=== Material for the task ===
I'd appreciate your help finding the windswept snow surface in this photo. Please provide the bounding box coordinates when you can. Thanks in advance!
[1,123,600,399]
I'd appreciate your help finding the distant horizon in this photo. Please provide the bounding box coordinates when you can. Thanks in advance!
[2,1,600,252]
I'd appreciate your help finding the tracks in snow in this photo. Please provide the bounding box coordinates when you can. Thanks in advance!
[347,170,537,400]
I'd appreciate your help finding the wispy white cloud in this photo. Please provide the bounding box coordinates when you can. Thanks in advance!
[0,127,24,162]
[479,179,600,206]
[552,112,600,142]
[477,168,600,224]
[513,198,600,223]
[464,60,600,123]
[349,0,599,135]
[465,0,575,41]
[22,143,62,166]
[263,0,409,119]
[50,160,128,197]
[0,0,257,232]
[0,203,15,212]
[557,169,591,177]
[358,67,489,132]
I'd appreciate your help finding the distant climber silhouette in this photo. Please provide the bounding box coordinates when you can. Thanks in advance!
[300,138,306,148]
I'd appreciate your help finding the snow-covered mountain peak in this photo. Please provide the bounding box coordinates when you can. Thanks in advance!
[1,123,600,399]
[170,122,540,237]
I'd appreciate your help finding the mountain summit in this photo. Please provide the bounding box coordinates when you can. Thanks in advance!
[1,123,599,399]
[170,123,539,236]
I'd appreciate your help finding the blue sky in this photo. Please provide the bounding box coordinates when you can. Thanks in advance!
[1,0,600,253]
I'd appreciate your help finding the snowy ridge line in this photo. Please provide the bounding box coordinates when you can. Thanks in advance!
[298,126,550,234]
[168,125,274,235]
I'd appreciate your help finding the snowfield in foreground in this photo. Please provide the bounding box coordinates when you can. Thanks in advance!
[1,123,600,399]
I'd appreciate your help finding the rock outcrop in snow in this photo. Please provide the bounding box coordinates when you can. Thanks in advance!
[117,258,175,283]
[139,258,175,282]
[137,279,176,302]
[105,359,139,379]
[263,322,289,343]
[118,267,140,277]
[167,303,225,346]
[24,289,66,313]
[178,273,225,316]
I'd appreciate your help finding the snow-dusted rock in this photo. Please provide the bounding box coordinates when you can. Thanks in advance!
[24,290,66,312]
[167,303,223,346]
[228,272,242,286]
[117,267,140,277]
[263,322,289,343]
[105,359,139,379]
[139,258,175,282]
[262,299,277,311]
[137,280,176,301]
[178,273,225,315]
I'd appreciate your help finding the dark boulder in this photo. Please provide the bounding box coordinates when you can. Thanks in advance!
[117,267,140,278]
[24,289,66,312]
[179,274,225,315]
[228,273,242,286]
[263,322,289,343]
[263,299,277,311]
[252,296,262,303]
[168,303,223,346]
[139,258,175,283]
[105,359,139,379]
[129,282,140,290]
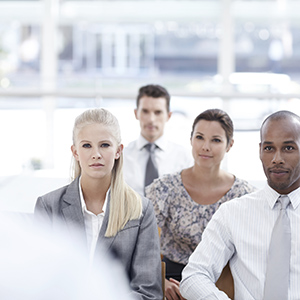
===
What is needed: Once the pictures are set aside, what is needed is the lines from the line with "I'd appreciate your help finding the snow-dusted" through the end of the data, written out exactly and alone.

Solution for this task:
I'd appreciate your help finding the snow-dusted rock in this photo. Please provide the bounding box coordinates when you can. Thanks in advance!
[24,290,66,312]
[167,303,223,346]
[228,272,242,286]
[117,267,140,277]
[263,322,289,343]
[105,359,139,379]
[139,258,175,282]
[262,299,277,311]
[137,280,176,301]
[178,273,225,315]
I'd appreciate your help finding the dark boulder in this photo. Please provide the bounding box coordinates when you can. Thanks in advance!
[117,267,140,278]
[24,289,66,312]
[179,274,225,315]
[228,273,242,286]
[263,322,289,343]
[263,299,277,311]
[252,296,262,303]
[168,303,223,346]
[139,258,175,283]
[105,359,139,379]
[129,282,140,290]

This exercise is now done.